▶ [Assigned task] All lines below containing the string "positive" are to be copied.

-------- Data provided --------

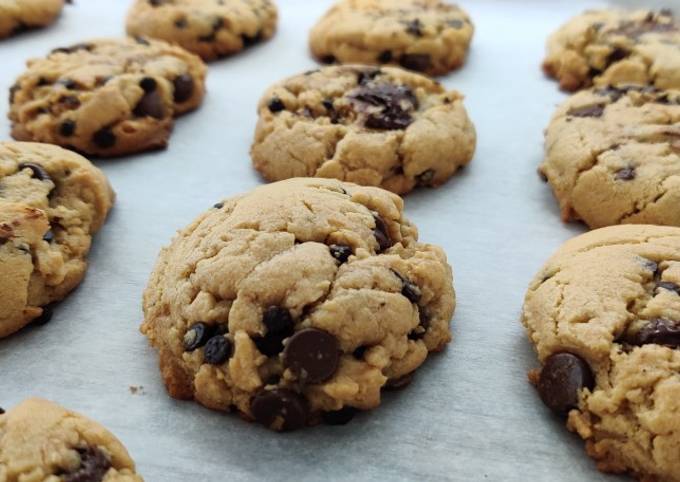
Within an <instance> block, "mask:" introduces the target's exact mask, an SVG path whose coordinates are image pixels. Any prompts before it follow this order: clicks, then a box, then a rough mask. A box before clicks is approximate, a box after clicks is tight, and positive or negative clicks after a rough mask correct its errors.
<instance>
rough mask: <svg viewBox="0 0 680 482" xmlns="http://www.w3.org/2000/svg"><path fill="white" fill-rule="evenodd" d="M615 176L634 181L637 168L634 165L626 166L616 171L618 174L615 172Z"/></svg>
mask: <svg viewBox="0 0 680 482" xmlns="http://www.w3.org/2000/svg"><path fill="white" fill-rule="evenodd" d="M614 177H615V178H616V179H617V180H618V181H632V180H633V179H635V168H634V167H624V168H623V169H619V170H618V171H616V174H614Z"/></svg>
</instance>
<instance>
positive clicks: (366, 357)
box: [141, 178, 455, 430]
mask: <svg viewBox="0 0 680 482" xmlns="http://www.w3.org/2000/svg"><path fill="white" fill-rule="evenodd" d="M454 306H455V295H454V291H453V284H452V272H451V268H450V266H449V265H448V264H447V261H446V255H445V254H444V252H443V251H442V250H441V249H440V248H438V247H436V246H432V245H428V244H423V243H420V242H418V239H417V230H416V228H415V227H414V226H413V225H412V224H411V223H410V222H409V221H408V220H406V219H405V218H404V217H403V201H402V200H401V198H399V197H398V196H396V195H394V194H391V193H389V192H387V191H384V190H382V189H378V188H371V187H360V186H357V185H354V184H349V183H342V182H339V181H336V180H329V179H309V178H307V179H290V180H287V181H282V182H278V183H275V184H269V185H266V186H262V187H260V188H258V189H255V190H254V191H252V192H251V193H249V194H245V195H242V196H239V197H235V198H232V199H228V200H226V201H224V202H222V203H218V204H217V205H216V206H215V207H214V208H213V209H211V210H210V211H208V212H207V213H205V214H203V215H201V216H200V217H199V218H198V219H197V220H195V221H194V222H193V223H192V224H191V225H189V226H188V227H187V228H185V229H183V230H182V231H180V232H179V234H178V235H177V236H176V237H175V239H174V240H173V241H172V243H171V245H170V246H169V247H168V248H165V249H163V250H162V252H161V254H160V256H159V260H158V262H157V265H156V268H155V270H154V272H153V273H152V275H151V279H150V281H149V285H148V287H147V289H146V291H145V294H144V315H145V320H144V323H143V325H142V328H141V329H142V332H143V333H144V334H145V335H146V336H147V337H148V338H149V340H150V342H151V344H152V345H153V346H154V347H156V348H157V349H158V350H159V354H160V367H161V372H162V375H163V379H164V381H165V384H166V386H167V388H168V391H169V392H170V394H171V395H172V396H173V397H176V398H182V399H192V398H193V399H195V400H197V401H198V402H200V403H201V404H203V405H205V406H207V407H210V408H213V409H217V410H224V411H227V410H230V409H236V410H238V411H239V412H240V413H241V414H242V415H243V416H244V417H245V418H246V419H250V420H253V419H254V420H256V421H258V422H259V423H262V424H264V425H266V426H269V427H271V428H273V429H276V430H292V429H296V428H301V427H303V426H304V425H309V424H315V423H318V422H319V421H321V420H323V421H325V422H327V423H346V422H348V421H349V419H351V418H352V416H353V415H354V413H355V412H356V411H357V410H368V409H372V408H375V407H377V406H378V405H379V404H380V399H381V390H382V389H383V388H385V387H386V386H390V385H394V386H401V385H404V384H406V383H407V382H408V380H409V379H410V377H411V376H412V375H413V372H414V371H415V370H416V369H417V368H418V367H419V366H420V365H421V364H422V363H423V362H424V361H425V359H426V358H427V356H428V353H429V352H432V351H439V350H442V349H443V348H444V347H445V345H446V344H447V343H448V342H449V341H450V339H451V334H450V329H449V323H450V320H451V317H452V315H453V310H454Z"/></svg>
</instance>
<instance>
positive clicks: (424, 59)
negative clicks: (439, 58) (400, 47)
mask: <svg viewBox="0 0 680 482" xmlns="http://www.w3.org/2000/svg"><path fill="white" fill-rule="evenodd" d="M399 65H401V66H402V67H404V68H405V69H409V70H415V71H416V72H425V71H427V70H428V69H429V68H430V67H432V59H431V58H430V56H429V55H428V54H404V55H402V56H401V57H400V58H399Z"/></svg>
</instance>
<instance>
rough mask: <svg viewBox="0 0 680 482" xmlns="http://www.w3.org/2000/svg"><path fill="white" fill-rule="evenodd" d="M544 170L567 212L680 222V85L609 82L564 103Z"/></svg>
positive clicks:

--------

▶ [Task answer]
Within an <instance> block, "mask:" introduces the target's exact mask, an SVG path whose coordinates are image pixels. Any prompts before it follow this order: clicks, then a box, then a rough mask. A box before clicks is approximate, a box after clicks is tight, and positive or negative clicks after a rough mask correct its errors.
positive clicks: (366, 357)
positive clicks: (424, 59)
positive clicks:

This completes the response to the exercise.